══ Recorded data
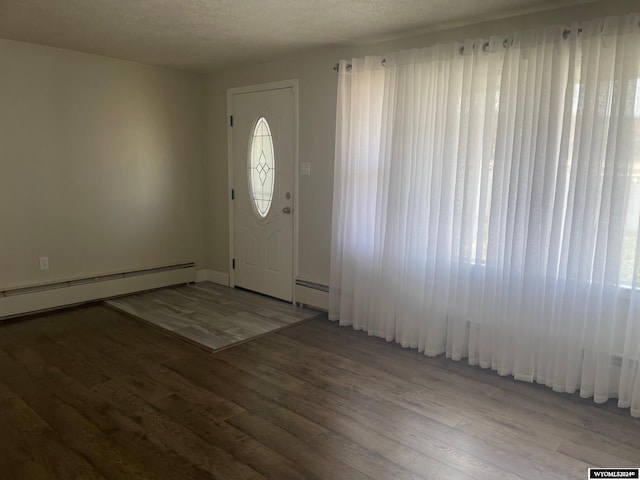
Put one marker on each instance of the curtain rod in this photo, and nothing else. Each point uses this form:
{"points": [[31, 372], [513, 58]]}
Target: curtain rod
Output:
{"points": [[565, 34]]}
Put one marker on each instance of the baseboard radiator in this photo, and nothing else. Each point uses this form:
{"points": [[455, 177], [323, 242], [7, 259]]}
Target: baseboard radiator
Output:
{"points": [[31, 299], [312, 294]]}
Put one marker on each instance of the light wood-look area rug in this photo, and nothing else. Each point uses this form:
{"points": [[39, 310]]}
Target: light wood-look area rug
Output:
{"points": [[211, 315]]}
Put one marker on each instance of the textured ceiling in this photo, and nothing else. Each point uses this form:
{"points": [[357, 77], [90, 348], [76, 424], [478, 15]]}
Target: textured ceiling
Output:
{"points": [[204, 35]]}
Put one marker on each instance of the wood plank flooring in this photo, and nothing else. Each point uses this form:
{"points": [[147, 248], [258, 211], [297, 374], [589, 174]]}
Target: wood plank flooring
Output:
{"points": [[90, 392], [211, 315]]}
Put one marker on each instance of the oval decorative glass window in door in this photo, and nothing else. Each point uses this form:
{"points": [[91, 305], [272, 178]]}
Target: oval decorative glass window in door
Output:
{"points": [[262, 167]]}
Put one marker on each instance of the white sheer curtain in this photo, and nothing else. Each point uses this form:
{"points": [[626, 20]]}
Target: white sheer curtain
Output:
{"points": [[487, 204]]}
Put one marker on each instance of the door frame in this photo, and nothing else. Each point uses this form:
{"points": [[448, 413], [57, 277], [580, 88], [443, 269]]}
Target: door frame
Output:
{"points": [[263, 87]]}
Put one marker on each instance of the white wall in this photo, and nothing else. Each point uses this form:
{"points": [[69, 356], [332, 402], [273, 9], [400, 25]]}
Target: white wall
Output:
════
══ Recorded data
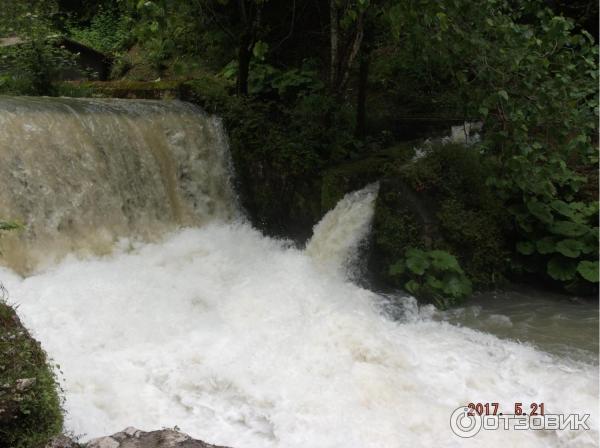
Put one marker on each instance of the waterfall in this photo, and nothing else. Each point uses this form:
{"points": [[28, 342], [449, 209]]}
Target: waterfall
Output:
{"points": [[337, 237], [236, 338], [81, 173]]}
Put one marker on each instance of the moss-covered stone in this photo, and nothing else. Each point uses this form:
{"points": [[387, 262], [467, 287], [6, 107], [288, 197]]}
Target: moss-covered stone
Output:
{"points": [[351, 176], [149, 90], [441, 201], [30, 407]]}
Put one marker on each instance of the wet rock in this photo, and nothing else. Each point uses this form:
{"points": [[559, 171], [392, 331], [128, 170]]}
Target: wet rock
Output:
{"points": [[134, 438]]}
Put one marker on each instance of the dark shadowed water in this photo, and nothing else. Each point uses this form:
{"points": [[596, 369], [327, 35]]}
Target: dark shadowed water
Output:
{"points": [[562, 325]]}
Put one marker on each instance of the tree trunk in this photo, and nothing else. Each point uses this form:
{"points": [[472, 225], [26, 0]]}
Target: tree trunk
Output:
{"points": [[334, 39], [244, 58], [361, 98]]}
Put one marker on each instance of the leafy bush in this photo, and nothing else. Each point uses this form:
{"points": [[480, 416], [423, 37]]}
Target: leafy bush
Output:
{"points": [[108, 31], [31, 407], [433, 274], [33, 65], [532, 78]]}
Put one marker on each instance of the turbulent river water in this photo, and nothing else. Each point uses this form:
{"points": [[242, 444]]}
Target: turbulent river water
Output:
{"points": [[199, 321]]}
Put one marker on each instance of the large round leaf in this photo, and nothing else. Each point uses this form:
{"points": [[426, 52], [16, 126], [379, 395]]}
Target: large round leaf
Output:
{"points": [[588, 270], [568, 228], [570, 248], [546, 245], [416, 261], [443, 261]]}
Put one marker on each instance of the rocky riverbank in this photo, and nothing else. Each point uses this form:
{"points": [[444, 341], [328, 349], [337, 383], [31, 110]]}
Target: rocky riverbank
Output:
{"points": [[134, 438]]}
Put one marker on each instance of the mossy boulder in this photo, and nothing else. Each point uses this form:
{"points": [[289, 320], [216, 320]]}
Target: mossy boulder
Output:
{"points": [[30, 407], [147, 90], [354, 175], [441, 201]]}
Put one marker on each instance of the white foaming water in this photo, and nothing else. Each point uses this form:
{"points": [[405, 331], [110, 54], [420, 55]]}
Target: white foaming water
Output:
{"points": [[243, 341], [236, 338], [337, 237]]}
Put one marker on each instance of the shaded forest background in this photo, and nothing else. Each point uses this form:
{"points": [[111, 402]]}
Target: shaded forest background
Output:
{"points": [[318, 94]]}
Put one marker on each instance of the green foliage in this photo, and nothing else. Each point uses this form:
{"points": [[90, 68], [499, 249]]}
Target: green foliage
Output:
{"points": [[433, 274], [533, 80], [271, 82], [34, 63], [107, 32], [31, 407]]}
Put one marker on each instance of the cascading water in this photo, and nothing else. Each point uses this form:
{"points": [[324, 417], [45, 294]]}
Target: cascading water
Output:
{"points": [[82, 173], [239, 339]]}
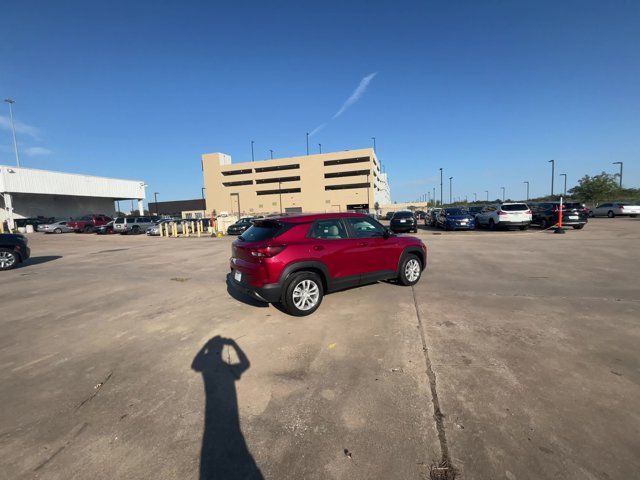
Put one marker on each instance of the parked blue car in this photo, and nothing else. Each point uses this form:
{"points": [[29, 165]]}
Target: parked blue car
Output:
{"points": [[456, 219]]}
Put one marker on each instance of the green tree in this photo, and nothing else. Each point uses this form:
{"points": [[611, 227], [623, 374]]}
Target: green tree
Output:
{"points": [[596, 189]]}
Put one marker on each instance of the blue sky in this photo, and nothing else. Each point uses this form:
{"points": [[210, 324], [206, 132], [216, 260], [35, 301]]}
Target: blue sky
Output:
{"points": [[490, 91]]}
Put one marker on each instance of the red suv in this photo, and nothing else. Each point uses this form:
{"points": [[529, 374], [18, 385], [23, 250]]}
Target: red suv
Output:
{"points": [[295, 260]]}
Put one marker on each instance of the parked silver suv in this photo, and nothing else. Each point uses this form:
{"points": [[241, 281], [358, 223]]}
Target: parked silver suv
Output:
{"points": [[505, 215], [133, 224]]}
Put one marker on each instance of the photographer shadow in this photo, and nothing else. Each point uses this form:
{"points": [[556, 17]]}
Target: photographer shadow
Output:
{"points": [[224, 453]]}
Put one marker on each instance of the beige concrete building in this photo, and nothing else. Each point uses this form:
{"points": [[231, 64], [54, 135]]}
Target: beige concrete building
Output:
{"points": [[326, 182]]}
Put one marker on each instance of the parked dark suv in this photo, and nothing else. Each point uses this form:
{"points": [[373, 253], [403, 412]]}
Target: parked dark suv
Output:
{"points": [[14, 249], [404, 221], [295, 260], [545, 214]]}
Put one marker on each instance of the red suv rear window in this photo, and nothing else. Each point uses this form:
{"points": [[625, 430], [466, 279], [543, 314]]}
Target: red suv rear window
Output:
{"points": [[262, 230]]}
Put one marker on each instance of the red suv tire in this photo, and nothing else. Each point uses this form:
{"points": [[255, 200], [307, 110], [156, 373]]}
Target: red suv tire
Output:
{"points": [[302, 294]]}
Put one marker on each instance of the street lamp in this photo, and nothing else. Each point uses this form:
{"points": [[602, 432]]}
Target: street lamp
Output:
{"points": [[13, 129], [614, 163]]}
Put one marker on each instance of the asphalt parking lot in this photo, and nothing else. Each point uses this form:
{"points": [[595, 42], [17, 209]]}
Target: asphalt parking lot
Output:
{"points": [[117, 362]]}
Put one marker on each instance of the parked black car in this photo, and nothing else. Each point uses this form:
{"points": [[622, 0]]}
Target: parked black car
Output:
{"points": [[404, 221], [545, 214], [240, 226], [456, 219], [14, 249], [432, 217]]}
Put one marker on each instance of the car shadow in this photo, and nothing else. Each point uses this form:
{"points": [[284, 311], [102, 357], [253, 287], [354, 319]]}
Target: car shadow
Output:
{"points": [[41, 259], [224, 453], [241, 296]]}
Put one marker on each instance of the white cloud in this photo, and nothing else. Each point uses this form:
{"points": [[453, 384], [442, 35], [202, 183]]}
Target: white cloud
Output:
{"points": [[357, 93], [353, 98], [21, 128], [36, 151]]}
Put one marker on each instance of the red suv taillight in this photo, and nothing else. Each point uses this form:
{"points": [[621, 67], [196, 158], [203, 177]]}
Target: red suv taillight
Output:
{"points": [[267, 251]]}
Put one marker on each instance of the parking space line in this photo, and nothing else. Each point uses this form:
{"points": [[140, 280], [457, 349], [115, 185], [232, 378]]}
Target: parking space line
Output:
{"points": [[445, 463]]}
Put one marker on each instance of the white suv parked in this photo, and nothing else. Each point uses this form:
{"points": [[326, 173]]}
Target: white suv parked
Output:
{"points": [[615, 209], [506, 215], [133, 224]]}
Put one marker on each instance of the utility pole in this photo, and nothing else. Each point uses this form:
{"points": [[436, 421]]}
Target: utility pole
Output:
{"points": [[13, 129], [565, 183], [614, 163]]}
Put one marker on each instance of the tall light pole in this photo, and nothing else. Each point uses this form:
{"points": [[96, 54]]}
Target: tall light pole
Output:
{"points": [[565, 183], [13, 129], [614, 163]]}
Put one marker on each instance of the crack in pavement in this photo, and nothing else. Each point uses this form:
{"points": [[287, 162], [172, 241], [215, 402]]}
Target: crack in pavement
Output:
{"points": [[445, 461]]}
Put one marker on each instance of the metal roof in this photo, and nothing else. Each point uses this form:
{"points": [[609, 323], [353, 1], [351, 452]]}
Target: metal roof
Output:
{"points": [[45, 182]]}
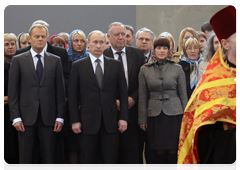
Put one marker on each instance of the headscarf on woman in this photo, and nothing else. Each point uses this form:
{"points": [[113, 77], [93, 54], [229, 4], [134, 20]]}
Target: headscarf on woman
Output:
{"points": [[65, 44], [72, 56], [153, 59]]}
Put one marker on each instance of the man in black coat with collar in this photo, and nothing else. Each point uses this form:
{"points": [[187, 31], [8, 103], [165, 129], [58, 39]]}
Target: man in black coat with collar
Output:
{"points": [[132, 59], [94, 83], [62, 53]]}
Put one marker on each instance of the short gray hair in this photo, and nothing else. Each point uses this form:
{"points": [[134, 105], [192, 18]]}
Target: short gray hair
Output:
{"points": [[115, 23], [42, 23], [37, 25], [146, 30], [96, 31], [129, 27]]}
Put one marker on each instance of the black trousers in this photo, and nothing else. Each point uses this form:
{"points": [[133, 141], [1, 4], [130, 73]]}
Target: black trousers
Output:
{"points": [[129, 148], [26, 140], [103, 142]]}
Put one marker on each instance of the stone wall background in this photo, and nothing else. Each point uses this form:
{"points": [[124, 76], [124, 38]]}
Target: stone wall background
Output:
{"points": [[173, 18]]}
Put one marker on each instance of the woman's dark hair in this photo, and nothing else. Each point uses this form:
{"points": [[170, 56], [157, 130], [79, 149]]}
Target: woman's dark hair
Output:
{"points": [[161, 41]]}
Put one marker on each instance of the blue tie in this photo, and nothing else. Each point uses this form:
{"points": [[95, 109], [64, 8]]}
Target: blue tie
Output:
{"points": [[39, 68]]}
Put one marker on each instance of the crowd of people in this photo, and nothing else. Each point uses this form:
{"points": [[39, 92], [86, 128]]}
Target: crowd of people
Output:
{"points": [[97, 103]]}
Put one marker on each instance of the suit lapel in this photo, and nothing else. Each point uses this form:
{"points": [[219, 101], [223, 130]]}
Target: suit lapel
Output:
════
══ Recorded data
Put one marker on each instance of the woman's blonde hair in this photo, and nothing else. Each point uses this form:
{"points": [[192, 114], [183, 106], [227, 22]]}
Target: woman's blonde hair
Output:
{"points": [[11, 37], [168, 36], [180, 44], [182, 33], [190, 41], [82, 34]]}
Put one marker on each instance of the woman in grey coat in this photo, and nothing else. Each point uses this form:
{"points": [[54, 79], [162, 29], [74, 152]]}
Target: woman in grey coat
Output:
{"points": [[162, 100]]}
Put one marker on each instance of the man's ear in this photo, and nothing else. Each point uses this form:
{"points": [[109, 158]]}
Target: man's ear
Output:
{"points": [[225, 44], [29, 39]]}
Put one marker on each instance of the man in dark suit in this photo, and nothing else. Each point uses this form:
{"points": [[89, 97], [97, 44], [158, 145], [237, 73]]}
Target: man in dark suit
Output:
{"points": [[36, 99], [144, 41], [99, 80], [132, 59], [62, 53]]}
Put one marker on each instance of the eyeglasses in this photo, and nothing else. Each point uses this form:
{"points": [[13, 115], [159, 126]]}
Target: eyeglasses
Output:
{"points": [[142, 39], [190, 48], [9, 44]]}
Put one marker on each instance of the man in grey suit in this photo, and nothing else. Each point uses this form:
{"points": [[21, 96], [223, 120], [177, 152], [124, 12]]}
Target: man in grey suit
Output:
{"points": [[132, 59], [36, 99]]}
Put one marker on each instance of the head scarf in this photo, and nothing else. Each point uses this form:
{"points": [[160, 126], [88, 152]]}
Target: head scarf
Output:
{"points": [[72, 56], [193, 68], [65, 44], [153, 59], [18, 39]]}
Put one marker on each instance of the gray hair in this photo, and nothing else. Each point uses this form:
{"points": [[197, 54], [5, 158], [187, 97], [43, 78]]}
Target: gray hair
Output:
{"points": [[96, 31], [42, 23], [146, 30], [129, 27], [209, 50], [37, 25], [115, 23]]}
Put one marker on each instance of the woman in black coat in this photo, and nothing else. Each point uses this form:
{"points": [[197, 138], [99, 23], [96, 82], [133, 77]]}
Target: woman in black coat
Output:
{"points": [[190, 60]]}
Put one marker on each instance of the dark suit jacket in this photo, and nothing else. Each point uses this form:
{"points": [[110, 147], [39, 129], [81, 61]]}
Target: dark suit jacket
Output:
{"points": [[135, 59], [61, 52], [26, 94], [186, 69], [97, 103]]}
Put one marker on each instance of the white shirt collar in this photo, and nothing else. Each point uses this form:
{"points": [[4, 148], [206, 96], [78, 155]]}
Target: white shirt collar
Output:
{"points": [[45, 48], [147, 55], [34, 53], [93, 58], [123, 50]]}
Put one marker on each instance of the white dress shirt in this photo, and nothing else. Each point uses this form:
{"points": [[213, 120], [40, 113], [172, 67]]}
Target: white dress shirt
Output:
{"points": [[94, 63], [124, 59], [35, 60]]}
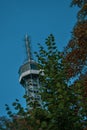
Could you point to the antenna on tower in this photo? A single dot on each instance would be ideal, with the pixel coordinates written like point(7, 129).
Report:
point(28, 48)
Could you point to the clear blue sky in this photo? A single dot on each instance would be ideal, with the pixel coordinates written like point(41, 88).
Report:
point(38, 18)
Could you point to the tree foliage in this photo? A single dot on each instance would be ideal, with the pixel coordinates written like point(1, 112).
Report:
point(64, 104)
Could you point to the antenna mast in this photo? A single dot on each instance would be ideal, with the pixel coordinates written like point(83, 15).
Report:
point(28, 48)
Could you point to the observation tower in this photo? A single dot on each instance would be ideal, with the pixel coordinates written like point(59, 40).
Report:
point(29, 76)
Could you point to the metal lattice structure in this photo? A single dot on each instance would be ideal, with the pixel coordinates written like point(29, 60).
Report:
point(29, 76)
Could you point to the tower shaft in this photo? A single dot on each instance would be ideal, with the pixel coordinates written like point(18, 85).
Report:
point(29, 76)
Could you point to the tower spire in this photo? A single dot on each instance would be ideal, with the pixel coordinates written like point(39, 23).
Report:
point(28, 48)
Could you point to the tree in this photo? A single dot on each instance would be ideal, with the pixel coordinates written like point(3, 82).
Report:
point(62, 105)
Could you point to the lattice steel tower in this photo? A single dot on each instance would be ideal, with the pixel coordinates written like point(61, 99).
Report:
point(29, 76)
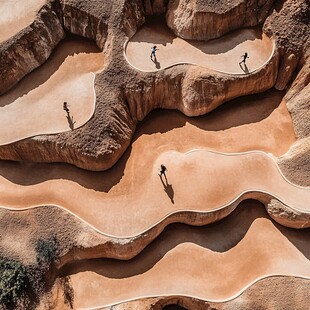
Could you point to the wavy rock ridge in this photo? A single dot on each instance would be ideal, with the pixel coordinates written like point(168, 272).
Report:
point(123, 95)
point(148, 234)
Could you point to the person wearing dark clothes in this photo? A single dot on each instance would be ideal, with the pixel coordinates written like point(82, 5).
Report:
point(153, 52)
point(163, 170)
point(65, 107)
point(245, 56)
════
Exercise:
All lines in the records above that contain "decorative" are to be reported.

Response area:
Put one marker on each instance of the oval decorative glass window in door in this photo, and nothing else. Each point uses this form:
Target: oval decorative glass window in door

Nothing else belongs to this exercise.